- Tasks to perform:
(a) In the text about the Learning Toolbox at Bau-ABC Rostrup, which apprentices needed to search independently among web resources because they worked alone on remote construction sites?
(b) Carry on the text about the Learning Toolbox at Bau-ABC Rostrup, starting after its last sentence.

- Extract to read:

---------------

How have the training practices been changed and what new practices have emerged?
The functionality of the Learning Toolbox was easy to be customised for different training purposes and according to the pedagogic priorities of the trainers. Thus, it made it easier for the trainers to emphasise independent searches among a wide range of web resources. (This was essential for borehole builders who were working alone on remote construction sites). Also, it made it possible to give learners a gradual access to a wider range of resources (and to solutions of their peers) once they had learned to develop their own solutions to the project tasks. (This was essential for the road-builders and pipeline-builders.) Moreover, apprentices were encouraged to document their projects with the Learning Toolbox. This enabled the instructors to see progress of their apprentices in real time and provide more timely feedback. The LTB has also strengthened the self-organisation of the instructors in terms of streamlining their content and sharing common resources between the different professions. While this approach to collaborative training was already there at Bau-ABC, the LTB offered a further channel to systematise this practice. Altogether, the co-design process has been characterised by a continuing research & development dialogue that has been underpinned by the accompanying research approach of the research institute ITB, University of Bremen.
What has been the impact so far and what can be expected in the near future?
After the project the use of the Learning Toolbox was spread across all trades in which Bau-ABC Rostrup provides apprentice training. Consequently, the apprentices have started to complete their projects with the help of the Learning Toolbox. Based on this pioneering case, other German training centres in the construction sector are in the process of adopting the Learning Toolbox both for initial VET and for continuing VET. There are also teacher groups at a number of medical faculties in Germany who have adopted the LTB for practice training. Due to the closure of the training centres because of the COVID19-epidemic the trainers of Bau-ABC Rostrup have prepared trade-specific stacks with the Learning Toolbox to support independent learning.

---------------

- Exercise data:
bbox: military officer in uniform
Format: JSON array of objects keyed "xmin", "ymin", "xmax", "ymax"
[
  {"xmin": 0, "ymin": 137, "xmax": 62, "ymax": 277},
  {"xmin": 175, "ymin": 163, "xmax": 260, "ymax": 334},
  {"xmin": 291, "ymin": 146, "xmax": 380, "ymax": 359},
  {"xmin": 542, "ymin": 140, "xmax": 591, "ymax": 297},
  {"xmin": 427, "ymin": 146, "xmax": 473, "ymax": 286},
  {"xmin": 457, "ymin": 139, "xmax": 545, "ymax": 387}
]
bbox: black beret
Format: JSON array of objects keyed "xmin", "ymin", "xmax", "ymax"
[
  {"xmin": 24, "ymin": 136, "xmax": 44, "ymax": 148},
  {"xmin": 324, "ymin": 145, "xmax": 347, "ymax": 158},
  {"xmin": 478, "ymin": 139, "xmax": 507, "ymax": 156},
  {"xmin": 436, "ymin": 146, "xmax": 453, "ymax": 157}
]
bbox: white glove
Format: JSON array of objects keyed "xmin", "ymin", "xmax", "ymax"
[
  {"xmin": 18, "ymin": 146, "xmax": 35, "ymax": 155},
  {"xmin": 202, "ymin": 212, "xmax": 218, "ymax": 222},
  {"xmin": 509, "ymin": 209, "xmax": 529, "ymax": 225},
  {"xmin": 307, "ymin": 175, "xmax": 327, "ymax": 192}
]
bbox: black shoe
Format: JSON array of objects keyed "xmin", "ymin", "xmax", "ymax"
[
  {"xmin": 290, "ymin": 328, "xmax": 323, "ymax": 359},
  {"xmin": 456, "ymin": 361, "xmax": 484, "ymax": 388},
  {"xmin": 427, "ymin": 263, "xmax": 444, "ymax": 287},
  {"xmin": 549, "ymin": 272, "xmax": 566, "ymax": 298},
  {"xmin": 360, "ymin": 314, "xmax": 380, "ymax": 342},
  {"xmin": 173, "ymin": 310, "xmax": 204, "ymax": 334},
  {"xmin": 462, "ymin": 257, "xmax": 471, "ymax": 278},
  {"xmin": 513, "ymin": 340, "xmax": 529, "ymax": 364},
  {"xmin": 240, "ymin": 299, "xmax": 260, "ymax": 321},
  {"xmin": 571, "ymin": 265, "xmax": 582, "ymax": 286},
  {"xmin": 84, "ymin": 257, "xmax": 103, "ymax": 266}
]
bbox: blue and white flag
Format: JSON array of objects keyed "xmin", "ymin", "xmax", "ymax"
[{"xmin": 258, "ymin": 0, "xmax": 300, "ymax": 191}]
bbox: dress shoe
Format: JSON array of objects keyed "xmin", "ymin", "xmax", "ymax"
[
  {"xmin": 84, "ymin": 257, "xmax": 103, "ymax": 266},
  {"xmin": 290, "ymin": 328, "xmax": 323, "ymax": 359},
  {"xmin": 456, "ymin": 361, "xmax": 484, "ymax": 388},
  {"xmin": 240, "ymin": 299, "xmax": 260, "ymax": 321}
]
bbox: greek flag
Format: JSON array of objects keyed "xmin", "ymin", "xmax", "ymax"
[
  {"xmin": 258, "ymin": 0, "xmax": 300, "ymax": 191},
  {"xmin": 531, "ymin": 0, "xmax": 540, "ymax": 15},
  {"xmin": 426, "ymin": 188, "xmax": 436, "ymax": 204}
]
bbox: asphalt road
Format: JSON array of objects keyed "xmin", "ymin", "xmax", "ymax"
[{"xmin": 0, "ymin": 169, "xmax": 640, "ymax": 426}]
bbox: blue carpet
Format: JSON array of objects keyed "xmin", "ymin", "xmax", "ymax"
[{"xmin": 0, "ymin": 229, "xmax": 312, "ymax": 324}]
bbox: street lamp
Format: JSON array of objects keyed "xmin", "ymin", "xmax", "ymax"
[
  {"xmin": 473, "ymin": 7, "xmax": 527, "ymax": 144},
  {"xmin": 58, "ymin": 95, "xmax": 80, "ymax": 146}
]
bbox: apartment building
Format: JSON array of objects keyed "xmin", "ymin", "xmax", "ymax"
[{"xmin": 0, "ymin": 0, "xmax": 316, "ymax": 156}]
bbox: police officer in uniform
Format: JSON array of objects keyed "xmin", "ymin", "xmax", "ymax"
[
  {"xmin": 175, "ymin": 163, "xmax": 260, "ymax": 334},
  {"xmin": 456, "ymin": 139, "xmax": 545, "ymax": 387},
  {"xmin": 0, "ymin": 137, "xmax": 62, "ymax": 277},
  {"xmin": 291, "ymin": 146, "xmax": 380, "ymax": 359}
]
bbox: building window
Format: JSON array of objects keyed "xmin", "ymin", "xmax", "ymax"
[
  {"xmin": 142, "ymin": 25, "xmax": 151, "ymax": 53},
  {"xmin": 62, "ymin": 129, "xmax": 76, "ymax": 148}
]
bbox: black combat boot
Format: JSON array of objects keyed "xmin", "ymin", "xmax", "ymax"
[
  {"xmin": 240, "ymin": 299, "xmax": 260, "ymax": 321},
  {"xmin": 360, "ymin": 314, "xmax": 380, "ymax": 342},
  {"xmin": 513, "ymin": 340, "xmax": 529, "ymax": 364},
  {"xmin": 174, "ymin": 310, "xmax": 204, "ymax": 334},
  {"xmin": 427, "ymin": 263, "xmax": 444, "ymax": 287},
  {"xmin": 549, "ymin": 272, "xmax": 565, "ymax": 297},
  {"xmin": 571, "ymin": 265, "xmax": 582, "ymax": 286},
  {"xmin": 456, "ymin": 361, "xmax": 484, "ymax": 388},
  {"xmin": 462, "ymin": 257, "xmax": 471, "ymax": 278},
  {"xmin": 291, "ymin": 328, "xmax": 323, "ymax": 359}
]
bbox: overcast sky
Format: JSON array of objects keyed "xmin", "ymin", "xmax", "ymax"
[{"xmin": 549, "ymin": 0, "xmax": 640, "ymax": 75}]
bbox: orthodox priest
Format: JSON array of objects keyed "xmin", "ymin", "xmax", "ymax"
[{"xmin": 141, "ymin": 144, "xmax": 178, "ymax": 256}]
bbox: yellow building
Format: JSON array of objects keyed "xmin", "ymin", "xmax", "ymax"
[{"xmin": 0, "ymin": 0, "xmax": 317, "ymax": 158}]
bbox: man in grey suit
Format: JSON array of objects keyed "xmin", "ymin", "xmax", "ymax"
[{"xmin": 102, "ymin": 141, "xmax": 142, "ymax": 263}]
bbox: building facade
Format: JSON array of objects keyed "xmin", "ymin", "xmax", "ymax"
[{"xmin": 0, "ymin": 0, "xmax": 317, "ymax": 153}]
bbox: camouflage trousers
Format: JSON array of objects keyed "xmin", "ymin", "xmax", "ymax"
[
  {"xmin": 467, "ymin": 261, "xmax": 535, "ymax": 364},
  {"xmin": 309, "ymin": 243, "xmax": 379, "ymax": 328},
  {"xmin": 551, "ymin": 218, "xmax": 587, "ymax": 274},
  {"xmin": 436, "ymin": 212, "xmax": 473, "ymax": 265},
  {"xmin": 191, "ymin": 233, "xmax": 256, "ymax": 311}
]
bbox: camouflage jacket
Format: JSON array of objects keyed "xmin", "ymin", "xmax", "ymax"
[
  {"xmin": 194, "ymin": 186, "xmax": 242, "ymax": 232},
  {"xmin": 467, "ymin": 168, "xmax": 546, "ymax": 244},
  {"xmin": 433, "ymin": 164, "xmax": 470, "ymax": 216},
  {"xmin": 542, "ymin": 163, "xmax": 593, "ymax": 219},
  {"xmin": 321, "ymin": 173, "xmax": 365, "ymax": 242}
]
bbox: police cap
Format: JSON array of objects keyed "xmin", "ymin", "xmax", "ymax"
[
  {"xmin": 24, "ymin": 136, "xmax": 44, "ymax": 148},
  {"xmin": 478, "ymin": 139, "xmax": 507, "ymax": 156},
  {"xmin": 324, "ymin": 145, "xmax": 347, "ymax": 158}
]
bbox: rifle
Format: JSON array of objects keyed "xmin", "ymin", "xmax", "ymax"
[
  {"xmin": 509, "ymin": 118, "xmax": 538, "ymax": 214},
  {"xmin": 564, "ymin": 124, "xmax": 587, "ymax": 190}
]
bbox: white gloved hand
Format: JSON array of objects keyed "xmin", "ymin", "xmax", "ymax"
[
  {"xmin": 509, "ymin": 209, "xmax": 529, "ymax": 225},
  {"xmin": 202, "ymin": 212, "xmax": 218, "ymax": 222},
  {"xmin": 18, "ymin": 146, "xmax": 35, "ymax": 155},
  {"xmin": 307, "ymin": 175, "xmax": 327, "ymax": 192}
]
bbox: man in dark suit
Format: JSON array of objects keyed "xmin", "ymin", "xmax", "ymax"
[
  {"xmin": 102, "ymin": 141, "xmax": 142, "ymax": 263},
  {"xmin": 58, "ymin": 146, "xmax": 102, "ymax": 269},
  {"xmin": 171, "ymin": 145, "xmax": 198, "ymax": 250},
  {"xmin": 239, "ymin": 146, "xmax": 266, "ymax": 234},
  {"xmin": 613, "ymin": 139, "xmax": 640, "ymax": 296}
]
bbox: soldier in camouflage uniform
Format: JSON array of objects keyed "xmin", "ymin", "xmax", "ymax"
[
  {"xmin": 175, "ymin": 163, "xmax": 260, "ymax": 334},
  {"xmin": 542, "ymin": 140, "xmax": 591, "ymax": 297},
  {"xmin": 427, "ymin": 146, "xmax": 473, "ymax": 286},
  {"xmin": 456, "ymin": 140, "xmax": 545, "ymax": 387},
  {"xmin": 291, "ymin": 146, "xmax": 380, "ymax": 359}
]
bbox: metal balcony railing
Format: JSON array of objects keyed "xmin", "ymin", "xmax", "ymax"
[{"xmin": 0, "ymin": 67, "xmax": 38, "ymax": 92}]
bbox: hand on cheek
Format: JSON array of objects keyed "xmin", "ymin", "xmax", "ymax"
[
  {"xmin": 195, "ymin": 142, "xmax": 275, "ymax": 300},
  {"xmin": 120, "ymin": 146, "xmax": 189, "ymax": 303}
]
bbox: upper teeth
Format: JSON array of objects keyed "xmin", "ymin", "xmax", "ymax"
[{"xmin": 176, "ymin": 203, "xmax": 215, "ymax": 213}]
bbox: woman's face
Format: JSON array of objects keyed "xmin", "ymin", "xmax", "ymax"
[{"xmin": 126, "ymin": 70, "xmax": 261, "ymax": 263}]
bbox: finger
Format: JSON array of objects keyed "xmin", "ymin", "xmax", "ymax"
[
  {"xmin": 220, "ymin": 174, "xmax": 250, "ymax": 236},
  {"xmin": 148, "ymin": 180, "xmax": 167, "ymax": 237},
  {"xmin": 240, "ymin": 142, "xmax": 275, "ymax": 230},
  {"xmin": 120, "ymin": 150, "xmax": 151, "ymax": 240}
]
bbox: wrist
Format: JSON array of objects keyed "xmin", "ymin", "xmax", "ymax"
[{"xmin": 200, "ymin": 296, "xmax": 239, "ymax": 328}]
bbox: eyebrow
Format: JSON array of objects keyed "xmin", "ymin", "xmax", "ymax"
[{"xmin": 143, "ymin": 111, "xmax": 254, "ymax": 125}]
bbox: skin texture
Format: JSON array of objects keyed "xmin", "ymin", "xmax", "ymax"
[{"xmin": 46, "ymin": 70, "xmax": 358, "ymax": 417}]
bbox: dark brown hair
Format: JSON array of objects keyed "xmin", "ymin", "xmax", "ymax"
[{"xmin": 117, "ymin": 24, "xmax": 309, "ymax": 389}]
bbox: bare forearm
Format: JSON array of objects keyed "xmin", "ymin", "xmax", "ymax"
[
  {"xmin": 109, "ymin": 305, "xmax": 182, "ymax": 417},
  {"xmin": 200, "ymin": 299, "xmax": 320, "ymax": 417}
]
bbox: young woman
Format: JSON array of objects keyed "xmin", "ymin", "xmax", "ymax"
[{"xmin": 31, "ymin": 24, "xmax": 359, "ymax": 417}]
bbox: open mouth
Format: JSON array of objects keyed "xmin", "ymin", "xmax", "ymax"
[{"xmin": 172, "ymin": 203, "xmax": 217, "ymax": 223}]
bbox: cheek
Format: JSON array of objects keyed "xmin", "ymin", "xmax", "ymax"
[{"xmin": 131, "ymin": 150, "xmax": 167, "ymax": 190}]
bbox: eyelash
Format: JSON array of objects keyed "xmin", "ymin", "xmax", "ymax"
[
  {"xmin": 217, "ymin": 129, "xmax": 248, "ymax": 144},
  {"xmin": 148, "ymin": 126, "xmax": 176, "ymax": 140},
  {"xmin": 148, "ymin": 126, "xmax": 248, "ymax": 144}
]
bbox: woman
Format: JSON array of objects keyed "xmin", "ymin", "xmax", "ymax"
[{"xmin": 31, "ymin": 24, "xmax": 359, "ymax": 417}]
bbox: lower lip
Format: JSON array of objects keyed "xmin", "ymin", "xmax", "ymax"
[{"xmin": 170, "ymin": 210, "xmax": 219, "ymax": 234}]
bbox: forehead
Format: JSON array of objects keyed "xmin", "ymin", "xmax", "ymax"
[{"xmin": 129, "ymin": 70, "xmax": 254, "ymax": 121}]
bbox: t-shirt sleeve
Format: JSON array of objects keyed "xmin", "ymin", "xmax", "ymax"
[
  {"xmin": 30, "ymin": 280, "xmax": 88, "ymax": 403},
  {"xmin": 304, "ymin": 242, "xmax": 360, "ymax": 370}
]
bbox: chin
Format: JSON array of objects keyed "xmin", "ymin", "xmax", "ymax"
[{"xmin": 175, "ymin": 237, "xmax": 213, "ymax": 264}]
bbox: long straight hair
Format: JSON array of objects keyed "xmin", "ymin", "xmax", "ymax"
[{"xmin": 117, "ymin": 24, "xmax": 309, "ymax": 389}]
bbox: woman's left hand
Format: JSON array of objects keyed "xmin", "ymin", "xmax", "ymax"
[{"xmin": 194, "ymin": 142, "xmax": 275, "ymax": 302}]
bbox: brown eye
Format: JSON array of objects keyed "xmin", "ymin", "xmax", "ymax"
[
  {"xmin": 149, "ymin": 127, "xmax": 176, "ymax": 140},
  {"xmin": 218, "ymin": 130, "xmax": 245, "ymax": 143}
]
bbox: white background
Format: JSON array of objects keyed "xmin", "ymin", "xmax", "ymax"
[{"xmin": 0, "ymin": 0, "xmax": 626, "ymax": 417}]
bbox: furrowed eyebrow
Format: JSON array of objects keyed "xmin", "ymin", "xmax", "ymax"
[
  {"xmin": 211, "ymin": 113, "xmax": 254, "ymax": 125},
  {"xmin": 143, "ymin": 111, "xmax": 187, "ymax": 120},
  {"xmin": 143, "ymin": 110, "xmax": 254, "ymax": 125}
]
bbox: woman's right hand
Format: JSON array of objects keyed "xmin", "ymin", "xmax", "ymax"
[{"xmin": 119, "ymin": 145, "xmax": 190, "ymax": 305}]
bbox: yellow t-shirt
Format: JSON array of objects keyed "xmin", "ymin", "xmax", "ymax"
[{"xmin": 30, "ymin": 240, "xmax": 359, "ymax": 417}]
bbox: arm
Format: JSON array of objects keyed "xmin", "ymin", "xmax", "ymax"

---------------

- Task answers:
(a) Borehole builders.

(b)
What have been key aspects for sustaining this initiative so long after the project
Altogether, the co-design process, the piloting phase and the follow-up phase have been characterised by intensive research & development dialogue (underpinned by an accompanying a research approach that dovetails with the co-design process), adjustment of the tool development to the pedagogic approach of the trainers and to the effort to promote self-organised learning of apprentices. In addition, the project work and the follow-up has been characterised by strong support from the accompanying researchers of ITB. Furthermore, the trainers of Bau-ABC have become strong multipliers of innovation both within their organisation and in their networking with other training centres and partner companies. At the end of the project it was not certain, how the innovations could be sustained and spread. In the construction sector it was essential that the developers of the Learning Toolbox and the accompanying researchers from ITB took several initiatives to launch follow-up activities with construction companies.